A run of records
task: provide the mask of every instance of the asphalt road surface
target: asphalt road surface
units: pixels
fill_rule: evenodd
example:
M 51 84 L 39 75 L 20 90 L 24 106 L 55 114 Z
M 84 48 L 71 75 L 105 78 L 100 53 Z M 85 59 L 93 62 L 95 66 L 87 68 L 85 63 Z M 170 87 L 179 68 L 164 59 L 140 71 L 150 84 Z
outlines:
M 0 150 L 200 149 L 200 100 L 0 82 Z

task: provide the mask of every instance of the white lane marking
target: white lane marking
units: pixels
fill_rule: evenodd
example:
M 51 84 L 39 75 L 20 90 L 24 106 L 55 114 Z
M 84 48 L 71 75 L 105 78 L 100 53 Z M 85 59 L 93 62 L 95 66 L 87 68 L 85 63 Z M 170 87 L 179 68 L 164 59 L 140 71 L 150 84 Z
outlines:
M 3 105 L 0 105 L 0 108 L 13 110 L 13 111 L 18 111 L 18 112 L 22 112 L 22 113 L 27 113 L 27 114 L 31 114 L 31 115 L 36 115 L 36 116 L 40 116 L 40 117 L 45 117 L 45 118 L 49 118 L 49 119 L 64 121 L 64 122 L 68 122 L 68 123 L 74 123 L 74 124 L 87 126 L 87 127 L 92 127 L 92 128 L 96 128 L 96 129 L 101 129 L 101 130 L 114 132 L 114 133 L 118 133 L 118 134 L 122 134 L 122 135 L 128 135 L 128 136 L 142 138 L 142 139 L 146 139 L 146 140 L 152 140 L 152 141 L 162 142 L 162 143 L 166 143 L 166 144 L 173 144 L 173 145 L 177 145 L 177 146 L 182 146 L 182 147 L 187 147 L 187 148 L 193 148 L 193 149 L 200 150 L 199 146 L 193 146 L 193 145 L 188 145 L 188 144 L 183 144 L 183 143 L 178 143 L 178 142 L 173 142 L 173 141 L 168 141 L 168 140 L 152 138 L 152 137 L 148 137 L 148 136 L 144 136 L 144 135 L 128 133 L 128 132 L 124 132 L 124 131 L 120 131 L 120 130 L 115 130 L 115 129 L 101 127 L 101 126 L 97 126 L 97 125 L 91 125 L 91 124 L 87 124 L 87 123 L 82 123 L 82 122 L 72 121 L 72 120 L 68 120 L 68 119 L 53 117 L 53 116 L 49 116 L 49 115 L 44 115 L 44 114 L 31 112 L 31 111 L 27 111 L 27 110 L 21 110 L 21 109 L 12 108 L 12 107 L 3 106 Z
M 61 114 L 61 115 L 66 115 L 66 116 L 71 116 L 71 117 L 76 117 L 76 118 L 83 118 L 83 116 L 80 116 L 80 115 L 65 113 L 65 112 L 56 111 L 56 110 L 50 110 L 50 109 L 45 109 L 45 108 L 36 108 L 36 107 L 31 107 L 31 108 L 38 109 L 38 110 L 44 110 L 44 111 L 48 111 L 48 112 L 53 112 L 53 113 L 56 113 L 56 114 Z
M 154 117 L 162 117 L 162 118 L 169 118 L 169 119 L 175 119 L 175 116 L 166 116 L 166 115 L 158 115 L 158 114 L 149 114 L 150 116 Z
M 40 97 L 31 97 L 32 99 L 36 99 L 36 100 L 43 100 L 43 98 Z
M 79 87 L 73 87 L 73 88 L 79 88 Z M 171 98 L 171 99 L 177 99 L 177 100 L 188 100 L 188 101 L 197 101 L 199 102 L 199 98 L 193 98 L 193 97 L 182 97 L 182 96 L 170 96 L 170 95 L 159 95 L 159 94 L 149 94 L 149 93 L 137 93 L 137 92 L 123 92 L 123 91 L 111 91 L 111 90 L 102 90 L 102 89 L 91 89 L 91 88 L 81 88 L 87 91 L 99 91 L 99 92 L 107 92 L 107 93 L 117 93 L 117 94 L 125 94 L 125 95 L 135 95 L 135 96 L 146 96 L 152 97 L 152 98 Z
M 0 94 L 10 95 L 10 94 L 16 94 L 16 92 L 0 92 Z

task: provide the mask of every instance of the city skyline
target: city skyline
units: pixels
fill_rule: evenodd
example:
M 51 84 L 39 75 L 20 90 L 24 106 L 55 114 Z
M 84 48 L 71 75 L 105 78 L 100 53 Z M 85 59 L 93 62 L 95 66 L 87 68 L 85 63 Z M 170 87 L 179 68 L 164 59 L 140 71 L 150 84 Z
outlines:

### Exercise aim
Return the entire listing above line for line, with no changes.

### The output
task: provide the mask of every instance of the asphalt road surface
target: asphalt road surface
units: pixels
fill_rule: evenodd
example:
M 51 84 L 39 75 L 20 90 L 24 106 L 55 114 Z
M 84 48 L 71 75 L 105 78 L 100 53 Z M 85 59 L 93 62 L 95 66 L 87 68 L 85 63 Z M 170 87 L 179 68 L 164 59 L 140 71 L 150 84 Z
outlines:
M 0 150 L 200 149 L 200 100 L 0 82 Z

task: provide the mask of every instance of the white lane marking
target: white lane marking
units: pixels
fill_rule: evenodd
example:
M 51 84 L 39 75 L 20 90 L 24 106 L 55 114 Z
M 84 48 L 71 75 L 105 78 L 100 53 Z M 85 59 L 93 62 L 95 66 L 87 68 L 85 63 Z M 170 87 L 179 68 L 164 59 L 140 71 L 150 84 Z
outlines:
M 3 105 L 0 105 L 0 108 L 13 110 L 13 111 L 18 111 L 18 112 L 22 112 L 22 113 L 27 113 L 27 114 L 31 114 L 31 115 L 36 115 L 36 116 L 40 116 L 40 117 L 45 117 L 45 118 L 49 118 L 49 119 L 64 121 L 64 122 L 68 122 L 68 123 L 74 123 L 74 124 L 87 126 L 87 127 L 92 127 L 92 128 L 96 128 L 96 129 L 101 129 L 101 130 L 114 132 L 114 133 L 118 133 L 118 134 L 122 134 L 122 135 L 128 135 L 128 136 L 142 138 L 142 139 L 146 139 L 146 140 L 152 140 L 152 141 L 162 142 L 162 143 L 166 143 L 166 144 L 173 144 L 173 145 L 177 145 L 177 146 L 182 146 L 182 147 L 187 147 L 187 148 L 193 148 L 193 149 L 200 150 L 199 146 L 193 146 L 193 145 L 188 145 L 188 144 L 183 144 L 183 143 L 178 143 L 178 142 L 173 142 L 173 141 L 168 141 L 168 140 L 152 138 L 152 137 L 148 137 L 148 136 L 144 136 L 144 135 L 128 133 L 128 132 L 124 132 L 124 131 L 120 131 L 120 130 L 115 130 L 115 129 L 101 127 L 101 126 L 97 126 L 97 125 L 91 125 L 91 124 L 87 124 L 87 123 L 82 123 L 82 122 L 72 121 L 72 120 L 68 120 L 68 119 L 53 117 L 53 116 L 49 116 L 49 115 L 44 115 L 44 114 L 31 112 L 31 111 L 27 111 L 27 110 L 21 110 L 21 109 L 12 108 L 12 107 L 3 106 Z
M 61 114 L 61 115 L 66 115 L 66 116 L 71 116 L 71 117 L 76 117 L 76 118 L 83 118 L 83 116 L 80 116 L 80 115 L 65 113 L 65 112 L 56 111 L 56 110 L 50 110 L 50 109 L 45 109 L 45 108 L 36 108 L 36 107 L 31 107 L 31 108 L 38 109 L 38 110 L 44 110 L 44 111 L 48 111 L 48 112 L 53 112 L 53 113 L 56 113 L 56 114 Z
M 154 117 L 162 117 L 162 118 L 169 118 L 169 119 L 175 119 L 175 116 L 166 116 L 166 115 L 158 115 L 158 114 L 149 114 L 150 116 Z
M 40 97 L 31 97 L 32 99 L 36 99 L 36 100 L 43 100 L 43 98 Z
M 79 87 L 73 87 L 73 88 L 79 88 Z M 171 98 L 171 99 L 177 99 L 177 100 L 188 100 L 188 101 L 197 101 L 199 102 L 199 98 L 193 98 L 193 97 L 182 97 L 182 96 L 170 96 L 170 95 L 159 95 L 159 94 L 149 94 L 149 93 L 137 93 L 137 92 L 123 92 L 123 91 L 111 91 L 111 90 L 102 90 L 102 89 L 91 89 L 91 88 L 81 88 L 87 91 L 99 91 L 99 92 L 107 92 L 107 93 L 117 93 L 117 94 L 125 94 L 125 95 L 135 95 L 135 96 L 146 96 L 152 97 L 152 98 Z
M 0 94 L 10 95 L 10 94 L 16 94 L 16 92 L 0 92 Z

task: provide the mask of every instance of the city skyline
target: city skyline
units: pixels
fill_rule: evenodd
example:
M 51 84 L 39 75 L 20 90 L 24 106 L 55 114 Z
M 84 48 L 71 75 L 105 78 L 100 53 Z M 85 59 L 93 62 L 95 66 L 87 68 L 85 63 Z M 170 87 L 179 68 L 164 59 L 140 71 L 150 84 Z
outlines:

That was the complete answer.